━━━ TRECHO DO TEXTO
Hemobrás investiu R$ 820 milhões em estabelecimento
Proposta do ministro da Saúde para criação de consórcio responsável pela produção de hemoderivados no Brasil implicaria numa mudança no mercado de sangue do País
Lígia Formenti, O Estado de S. Paulo
12 Junho 2017 | 03h00
A proposta do ministro da Saúde, Ricardo Barros, para a criação de um consórcio responsável pela produção de hemoderivados no Brasil implicaria numa mudança radical do conturbado – e milionário – mercado de sangue do País. A Hemobrás, estatal criada pelo governo em 2004 para explorar a atividade, iniciou em 2010 a construção de uma fábrica em Goiana (PE). Desde então, R$ 820 milhões foram desembolsados, duas inaugurações realizadas e nenhum hemoderivado produzido. Nesses anos, foram várias as denúncias de corrupção, superfaturamento e erros envolvendo os projetos de construção do complexo.
Inicialmente, o projeto previa apenas a produção de hemoderivados com base no fracionamento do plasma. Um acordo foi firmado com a empresa francesa LFB para transferência de tecnologia de produção. Pelo trato, o plasma brasileiro era enviado para a empresa francesa, que se encarregava de processá-lo e enviá-lo para o País. Problemas na qualidade dos serviços da empresa estrangeira interromperam a estratégia. O processamento foi suspenso e uma alternativa para a transferência de tecnologia está em avaliação.
Há cinco anos, a Hemobrás firmou outra parceria, com a empresa Shire, desta vez para a produção do fator VIII recombinante. O prazo para a transferência de tecnologia era de dez anos. Antes da transferência, a Shire vendia o produto ao País.
━━━━━━
━━━ DADOS PARA ANÁLISE
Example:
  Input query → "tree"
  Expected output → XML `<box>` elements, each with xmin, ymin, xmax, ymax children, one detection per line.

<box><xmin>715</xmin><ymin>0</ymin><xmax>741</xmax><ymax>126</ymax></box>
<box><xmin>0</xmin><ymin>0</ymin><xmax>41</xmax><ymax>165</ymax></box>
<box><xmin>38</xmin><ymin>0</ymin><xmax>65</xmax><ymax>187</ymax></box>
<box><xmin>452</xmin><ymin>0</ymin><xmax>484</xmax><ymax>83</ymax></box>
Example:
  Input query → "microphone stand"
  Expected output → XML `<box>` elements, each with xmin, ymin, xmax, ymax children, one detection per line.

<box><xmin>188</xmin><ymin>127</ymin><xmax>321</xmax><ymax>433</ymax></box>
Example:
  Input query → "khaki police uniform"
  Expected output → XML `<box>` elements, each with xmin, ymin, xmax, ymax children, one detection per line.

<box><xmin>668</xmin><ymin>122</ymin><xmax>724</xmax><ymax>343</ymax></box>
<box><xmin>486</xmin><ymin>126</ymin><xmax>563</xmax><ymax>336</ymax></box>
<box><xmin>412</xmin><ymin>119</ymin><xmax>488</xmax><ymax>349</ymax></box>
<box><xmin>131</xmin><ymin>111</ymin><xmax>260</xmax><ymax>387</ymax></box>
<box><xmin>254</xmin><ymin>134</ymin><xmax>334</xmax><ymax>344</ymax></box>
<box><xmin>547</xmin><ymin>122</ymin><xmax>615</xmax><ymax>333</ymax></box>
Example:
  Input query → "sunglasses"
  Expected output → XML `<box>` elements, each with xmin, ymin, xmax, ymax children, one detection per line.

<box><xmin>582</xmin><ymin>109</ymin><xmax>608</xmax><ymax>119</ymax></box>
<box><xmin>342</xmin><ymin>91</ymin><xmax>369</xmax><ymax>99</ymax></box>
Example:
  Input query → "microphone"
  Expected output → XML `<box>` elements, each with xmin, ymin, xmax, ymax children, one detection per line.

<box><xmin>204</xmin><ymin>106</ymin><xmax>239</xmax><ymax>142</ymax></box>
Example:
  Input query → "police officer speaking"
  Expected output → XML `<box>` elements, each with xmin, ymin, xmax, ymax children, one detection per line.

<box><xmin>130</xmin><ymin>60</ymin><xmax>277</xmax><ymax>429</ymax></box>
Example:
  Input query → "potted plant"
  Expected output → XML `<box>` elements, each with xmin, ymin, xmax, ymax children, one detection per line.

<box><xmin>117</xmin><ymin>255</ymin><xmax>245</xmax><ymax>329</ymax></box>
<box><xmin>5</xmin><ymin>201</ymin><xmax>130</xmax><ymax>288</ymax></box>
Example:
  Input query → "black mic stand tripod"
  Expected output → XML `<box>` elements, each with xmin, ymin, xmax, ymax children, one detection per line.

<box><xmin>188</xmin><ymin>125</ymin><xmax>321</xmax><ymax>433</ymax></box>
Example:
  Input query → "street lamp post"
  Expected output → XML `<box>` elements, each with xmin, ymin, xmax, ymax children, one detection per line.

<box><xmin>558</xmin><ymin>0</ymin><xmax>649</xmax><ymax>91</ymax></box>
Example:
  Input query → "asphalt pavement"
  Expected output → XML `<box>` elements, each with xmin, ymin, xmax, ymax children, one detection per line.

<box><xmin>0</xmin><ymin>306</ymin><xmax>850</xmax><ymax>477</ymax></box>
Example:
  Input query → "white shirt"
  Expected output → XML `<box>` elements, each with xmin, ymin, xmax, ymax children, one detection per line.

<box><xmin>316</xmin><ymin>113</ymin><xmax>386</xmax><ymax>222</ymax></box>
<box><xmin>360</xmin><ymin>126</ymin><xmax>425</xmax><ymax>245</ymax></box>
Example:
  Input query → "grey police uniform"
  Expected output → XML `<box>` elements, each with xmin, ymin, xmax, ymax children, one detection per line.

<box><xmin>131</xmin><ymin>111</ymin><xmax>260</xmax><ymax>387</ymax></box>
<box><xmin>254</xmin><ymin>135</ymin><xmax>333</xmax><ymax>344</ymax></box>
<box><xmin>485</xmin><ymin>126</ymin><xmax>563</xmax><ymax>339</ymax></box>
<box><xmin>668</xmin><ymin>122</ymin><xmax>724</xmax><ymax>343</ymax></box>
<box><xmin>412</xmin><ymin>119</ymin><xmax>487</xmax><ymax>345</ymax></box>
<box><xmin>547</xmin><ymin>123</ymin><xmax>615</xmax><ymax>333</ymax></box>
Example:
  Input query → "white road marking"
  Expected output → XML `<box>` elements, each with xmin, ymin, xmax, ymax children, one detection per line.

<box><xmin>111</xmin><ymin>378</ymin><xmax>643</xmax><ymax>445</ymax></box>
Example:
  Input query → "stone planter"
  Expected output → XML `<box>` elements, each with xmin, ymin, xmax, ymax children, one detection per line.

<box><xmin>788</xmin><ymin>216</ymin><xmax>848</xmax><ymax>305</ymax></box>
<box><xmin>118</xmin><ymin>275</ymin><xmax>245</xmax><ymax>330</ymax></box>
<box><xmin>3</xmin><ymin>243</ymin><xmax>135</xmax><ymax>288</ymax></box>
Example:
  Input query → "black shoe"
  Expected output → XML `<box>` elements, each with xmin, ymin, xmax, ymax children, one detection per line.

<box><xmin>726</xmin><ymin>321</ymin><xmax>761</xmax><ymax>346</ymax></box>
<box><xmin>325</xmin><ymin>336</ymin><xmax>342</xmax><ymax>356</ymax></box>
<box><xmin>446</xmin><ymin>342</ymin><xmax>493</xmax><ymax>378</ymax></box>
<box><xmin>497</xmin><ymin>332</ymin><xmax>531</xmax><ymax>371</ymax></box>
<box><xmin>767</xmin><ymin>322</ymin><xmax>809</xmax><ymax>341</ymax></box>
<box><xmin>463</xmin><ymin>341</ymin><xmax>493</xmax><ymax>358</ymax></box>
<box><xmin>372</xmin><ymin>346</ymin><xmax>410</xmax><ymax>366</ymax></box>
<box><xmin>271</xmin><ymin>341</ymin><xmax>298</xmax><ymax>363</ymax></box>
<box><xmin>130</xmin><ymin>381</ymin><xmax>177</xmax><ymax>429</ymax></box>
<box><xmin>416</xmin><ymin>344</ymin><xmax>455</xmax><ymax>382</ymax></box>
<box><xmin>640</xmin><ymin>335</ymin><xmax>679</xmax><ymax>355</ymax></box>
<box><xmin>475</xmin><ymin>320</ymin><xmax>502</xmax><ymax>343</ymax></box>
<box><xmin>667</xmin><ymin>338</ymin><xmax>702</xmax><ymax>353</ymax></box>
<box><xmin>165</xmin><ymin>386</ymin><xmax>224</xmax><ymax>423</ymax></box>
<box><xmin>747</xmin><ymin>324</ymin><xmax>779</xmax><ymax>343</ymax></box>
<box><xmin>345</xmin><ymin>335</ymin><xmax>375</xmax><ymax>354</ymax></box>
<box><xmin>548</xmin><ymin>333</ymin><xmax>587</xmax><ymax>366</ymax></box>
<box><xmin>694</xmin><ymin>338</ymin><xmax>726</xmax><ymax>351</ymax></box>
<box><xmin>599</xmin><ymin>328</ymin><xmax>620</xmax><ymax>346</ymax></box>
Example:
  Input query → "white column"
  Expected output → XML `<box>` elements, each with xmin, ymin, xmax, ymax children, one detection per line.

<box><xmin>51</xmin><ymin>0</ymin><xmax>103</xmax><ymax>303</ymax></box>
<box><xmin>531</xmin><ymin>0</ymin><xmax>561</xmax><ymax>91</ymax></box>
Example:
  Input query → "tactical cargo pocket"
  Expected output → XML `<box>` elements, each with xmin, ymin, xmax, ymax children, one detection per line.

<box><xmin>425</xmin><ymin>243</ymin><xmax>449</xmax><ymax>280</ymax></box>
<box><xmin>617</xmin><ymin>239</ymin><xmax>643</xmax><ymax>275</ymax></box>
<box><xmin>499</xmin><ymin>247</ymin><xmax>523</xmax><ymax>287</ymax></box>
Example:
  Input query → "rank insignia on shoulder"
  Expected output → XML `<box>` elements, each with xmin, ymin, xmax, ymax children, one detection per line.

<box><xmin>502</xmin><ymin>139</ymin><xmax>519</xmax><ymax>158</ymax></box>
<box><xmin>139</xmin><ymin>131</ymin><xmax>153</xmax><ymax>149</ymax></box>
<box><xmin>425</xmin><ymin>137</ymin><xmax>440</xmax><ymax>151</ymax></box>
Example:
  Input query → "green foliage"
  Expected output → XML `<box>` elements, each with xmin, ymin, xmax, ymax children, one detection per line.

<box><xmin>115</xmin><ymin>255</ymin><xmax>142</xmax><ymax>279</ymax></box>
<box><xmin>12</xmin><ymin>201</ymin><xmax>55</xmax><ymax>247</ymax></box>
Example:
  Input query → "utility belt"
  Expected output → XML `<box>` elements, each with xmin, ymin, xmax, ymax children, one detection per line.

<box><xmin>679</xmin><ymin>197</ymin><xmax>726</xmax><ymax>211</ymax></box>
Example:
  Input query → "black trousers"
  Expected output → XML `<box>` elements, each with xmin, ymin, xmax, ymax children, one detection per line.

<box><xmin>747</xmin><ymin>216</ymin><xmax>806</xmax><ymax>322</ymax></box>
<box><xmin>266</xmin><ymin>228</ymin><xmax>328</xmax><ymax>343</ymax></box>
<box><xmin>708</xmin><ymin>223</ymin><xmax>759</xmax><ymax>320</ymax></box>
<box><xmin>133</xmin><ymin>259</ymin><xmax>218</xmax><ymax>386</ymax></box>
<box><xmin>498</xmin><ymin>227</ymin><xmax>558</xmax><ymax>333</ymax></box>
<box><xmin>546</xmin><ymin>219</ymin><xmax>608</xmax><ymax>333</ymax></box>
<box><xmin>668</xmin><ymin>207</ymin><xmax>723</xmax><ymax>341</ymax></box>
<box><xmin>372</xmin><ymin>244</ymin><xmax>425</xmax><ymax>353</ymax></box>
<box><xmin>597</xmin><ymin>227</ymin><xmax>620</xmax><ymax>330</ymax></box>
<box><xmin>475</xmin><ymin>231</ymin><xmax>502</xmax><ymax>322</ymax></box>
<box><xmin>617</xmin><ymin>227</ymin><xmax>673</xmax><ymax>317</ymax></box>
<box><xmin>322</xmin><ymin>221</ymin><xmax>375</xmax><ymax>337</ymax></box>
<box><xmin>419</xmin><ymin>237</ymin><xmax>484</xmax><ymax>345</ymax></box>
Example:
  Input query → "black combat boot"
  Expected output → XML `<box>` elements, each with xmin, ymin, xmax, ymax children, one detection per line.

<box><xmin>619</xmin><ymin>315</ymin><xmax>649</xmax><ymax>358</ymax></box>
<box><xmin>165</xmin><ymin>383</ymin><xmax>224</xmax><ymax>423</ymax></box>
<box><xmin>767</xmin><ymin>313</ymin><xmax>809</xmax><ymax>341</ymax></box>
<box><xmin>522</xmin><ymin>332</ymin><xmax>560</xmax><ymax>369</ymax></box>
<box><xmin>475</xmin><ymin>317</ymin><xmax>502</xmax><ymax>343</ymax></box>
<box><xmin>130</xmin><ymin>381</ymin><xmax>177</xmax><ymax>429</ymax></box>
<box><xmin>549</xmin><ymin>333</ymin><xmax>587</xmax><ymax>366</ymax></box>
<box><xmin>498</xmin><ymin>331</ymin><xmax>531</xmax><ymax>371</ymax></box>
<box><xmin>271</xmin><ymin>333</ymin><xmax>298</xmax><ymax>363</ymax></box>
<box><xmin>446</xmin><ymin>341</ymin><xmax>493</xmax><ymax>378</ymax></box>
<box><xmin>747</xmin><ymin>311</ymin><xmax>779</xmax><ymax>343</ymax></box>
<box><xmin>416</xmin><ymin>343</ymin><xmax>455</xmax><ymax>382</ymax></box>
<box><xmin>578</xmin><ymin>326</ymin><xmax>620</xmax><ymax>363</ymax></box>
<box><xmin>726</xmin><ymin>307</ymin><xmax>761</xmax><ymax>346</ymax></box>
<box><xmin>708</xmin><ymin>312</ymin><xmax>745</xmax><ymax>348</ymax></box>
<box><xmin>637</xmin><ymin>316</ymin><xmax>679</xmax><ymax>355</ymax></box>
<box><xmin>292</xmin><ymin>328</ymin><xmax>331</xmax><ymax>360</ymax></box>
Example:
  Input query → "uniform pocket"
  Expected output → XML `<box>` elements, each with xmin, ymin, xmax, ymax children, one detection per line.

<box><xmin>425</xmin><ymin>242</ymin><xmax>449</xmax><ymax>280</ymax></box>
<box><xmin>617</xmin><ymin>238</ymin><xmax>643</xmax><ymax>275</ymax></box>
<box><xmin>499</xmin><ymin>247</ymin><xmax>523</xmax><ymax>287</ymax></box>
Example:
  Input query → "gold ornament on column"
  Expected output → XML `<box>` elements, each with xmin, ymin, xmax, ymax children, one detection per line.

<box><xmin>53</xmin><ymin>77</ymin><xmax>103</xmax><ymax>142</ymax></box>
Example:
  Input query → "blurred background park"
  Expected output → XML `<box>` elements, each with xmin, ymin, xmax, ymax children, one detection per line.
━━━━━━
**TAREFA:**
Copie o trecho da matéria sobre a Hemobrás a partir das palavras "Há cinco anos, a", terminando depois de "produto ao País.", e substitua "dez anos" por "oito anos". As entradas não têm nenhuma relação com esta atividade.

**SOLUÇÃO:**
Há cinco anos, a Hemobrás firmou outra parceria, com a empresa Shire, desta vez para a produção do fator VIII recombinante. O prazo para a transferência de tecnologia era de oito anos. Antes da transferência, a Shire vendia o produto ao País.